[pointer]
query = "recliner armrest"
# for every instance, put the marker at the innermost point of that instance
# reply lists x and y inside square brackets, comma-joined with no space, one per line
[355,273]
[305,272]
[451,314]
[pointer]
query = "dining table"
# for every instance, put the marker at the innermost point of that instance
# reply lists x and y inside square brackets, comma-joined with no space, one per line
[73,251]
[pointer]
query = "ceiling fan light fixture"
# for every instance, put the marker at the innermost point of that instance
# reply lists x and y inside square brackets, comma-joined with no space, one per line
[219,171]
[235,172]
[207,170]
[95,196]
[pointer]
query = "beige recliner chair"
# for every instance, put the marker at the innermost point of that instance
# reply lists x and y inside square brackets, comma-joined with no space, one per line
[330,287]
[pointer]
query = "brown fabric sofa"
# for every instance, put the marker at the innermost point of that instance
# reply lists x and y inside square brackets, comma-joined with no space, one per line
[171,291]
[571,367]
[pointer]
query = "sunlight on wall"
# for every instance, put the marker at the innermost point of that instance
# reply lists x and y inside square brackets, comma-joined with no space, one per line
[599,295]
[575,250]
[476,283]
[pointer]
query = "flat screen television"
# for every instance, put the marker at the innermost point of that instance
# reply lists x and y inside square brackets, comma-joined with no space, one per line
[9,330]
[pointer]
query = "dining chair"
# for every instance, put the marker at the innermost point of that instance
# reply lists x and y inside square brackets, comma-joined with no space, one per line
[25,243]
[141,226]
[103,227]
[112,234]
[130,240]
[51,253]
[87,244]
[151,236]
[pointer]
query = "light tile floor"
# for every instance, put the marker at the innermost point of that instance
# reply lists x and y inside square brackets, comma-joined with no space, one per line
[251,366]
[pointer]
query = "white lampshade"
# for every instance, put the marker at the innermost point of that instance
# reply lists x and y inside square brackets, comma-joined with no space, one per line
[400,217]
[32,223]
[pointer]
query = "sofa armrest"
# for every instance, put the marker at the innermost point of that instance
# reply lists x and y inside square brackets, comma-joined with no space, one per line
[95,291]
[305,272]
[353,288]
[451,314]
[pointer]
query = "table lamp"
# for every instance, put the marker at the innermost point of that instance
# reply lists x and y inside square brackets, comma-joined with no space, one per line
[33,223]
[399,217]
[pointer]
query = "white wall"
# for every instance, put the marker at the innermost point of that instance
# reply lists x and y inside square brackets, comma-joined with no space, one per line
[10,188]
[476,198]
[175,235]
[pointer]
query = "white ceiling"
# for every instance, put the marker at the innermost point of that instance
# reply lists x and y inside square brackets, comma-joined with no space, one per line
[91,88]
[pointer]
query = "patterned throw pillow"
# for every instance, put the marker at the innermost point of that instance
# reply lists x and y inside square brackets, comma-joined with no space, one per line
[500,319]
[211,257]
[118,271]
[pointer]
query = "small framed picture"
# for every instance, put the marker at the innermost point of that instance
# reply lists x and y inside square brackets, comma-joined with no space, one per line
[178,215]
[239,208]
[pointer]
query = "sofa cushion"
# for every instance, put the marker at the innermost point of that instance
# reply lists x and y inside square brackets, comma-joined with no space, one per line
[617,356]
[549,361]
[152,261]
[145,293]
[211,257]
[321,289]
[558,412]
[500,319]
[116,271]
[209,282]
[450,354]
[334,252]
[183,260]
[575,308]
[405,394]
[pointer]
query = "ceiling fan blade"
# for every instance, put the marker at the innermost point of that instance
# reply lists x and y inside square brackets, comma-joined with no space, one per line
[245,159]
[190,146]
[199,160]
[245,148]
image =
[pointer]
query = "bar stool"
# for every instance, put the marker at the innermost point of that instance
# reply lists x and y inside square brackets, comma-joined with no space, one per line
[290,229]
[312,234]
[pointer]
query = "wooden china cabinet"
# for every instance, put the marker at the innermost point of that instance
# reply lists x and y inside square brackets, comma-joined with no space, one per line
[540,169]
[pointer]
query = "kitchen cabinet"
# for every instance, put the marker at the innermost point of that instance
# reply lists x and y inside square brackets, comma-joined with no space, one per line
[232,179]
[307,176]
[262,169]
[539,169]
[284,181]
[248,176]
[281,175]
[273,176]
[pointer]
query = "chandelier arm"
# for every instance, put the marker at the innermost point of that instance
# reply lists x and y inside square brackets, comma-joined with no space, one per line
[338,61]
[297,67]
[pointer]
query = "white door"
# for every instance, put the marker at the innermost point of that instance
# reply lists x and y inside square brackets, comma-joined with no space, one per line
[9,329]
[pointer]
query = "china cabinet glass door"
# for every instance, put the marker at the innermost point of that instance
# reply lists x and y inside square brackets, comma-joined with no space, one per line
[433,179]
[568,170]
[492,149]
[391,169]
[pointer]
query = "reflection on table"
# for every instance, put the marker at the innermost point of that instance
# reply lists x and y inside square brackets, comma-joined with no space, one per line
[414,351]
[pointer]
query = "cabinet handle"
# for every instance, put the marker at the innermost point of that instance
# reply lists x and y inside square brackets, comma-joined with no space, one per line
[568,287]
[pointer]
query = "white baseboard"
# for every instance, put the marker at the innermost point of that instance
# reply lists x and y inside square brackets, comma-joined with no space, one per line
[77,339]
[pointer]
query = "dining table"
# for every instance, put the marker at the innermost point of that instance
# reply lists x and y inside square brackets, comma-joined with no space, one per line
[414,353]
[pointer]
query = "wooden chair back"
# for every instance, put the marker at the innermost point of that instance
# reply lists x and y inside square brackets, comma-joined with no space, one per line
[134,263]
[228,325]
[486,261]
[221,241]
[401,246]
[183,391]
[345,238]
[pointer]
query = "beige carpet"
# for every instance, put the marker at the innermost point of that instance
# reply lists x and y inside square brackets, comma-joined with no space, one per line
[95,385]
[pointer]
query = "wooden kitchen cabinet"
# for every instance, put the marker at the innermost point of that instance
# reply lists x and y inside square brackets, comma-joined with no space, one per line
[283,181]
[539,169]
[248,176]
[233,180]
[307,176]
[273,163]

• Goal of the exercise:
Transcribe each entry exactly.

• Finished exercise:
[pointer]
query = "recliner armrest"
# for every instance, put the marker at the innermost point of that instance
# reply lists x and y inside square brackets, comma-joined with no space, one per line
[355,273]
[305,272]
[451,314]
[pointer]
query = "dining table"
# for every instance, put the marker at the innermost point of that instance
# reply lists x and y inside square brackets, comma-joined with no space, one per line
[73,251]
[pointer]
query = "ceiling fan light fixture"
# for every instance, put the marker at the innermost point of that instance
# reply lists x and y inside square brackets, comma-joined with no space, one per line
[219,171]
[235,172]
[207,170]
[95,196]
[pointer]
query = "beige recliner chair"
# for every instance, put the marker at the innermost point of that instance
# reply lists x and y inside square brackets, comma-joined with no space, one per line
[330,287]
[pointer]
query = "brown fabric sofa"
# for every instance, put the marker at the innermost point of that instance
# reply lists x and y inside square brackets, comma-joined with no space, one per line
[171,291]
[571,367]
[pointer]
query = "sunlight on wall"
# for every instance, put the marker at the innermost point of that instance
# reply lists x and y inside square brackets, comma-joined with no space, one per line
[599,295]
[575,250]
[476,283]
[pointer]
query = "flat screen television"
# for every instance, put the marker at the innermost point of that instance
# reply lists x and y inside square brackets, comma-joined with no space, one per line
[9,330]
[pointer]
query = "dining chair"
# for every instance, put the marker at the innermost point of that instance
# reply lists x and y inside square brackets, comma-joined with no space, one per line
[25,243]
[141,226]
[103,227]
[112,234]
[130,240]
[51,253]
[87,244]
[151,236]
[pointer]
query = "light tile floor"
# for every instance, put the marker at the innermost point of that instance
# reply lists x and y inside square brackets, comma-joined with no space, one per line
[251,366]
[pointer]
query = "white lampshade"
# for every instance, put the marker at the innermost point of that instance
# reply lists x and y inside square brackets, comma-joined with no space, one per line
[400,217]
[32,223]
[pointer]
query = "sofa armrest"
# for every instance, put the marker at the innermost point of that instance
# reply lists x and y inside square brackets, comma-joined with no space, one per line
[95,291]
[305,272]
[353,288]
[451,314]
[pointer]
query = "table lamp"
# for every instance, put the marker at the innermost point of that instance
# reply lists x and y inside square brackets, comma-joined with no space, one per line
[33,223]
[399,217]
[pointer]
query = "white wall"
# for every instance, put the marker at the innermost point of that instance
# reply lists x and y inside square brackets, comma-joined with no space, one per line
[10,188]
[476,198]
[175,235]
[pointer]
query = "white ceiling"
# for every instance, put the marker at the innermost point of that instance
# reply lists x and y inside square brackets, comma-joined with no space, one per line
[91,88]
[pointer]
query = "patterned throw pillow"
# for every instance, put the marker at the innermost point of that instance
# reply lists x and y inside square brackets, comma-joined with no space, one per line
[500,319]
[211,257]
[118,271]
[pointer]
query = "small framed picture"
# for every instance, put the marker at the innermost point of that instance
# reply lists x and y inside square brackets, comma-joined with no space, one per line
[178,215]
[239,208]
[pointer]
query = "sofa cushion"
# for every instance, put the marker at the innermost point of that instance
# reply lists x and y inside square brackets, comma-joined with no space, one per line
[617,356]
[549,361]
[152,261]
[145,293]
[211,257]
[321,289]
[558,412]
[500,319]
[116,271]
[209,282]
[450,354]
[334,252]
[183,260]
[575,308]
[405,394]
[pointer]
query = "ceiling fan blade"
# for every instance, put the marker at the innermost point of that instance
# reply lists x and y inside square brackets, comma-joined with no space, one per line
[245,159]
[190,146]
[199,160]
[245,148]
image =
[pointer]
query = "bar stool"
# for every instance, put the marker at the innermost point of that instance
# reply lists x and y inside square brackets, comma-joined with no space, one per line
[290,229]
[312,234]
[pointer]
query = "wooden china cabinet"
# for every instance, put the marker at the innermost point of that instance
# reply lists x and y inside square brackets, comma-joined with no space, one per line
[540,169]
[pointer]
query = "kitchen cabinet"
# for every instance, put the marker at the innermost point of that instance
# reply lists x and y inside square brackets, comma-joined with no space, one per line
[232,179]
[307,176]
[262,169]
[539,169]
[284,181]
[248,176]
[281,175]
[273,176]
[pointer]
query = "chandelier arm"
# for every instance, put the marker at the innermost point of that instance
# reply lists x and y inside square brackets, comma-joined with no space, one per line
[338,61]
[297,67]
[pointer]
query = "white door"
# for every instance, put the marker at the innermost point of that instance
# reply lists x and y inside square brackets, comma-joined with no space, one per line
[9,329]
[pointer]
query = "china cabinet glass door"
# for every instance, put the marker at the innermost point of that instance
# reply lists x and y inside square brackets, comma-joined with no space, one per line
[433,179]
[568,170]
[492,149]
[391,169]
[pointer]
query = "reflection on table"
# for every instance, put the marker at the innermost point of that instance
# reply lists x and y inside square brackets, comma-joined with no space, one per line
[414,351]
[pointer]
query = "cabinet handle"
# for every instance, put the marker at the innermost point of that instance
# reply lists x and y inside square brackets, comma-joined with no space, one per line
[568,287]
[pointer]
query = "white baseboard"
# for every instance, put the marker at the innermost point of that instance
# reply lists x and y inside square brackets, comma-joined with no space, one per line
[77,339]
[pointer]
query = "dining table"
# for every instance, put the marker at the innermost point of that instance
# reply lists x and y inside square brackets, comma-joined with no space, one per line
[414,353]
[pointer]
query = "wooden chair back"
# for every instance, put the marker at the innermost point of that instance
# reply lists x and y inside square brackets, comma-joined with no space, one per line
[134,263]
[228,325]
[486,261]
[221,241]
[401,246]
[183,391]
[345,238]
[pointer]
query = "beige carpet"
# for every instance, put the marker at the innermost point of that instance
# reply lists x and y inside square brackets, comma-joined with no space, one per line
[95,385]
[pointer]
query = "wooden kitchen cabinet"
# for every instance, put the marker at the innermost point of that instance
# reply lists x and y inside square brackets, comma-joined with no space, one per line
[283,181]
[539,169]
[248,176]
[233,180]
[307,176]
[273,163]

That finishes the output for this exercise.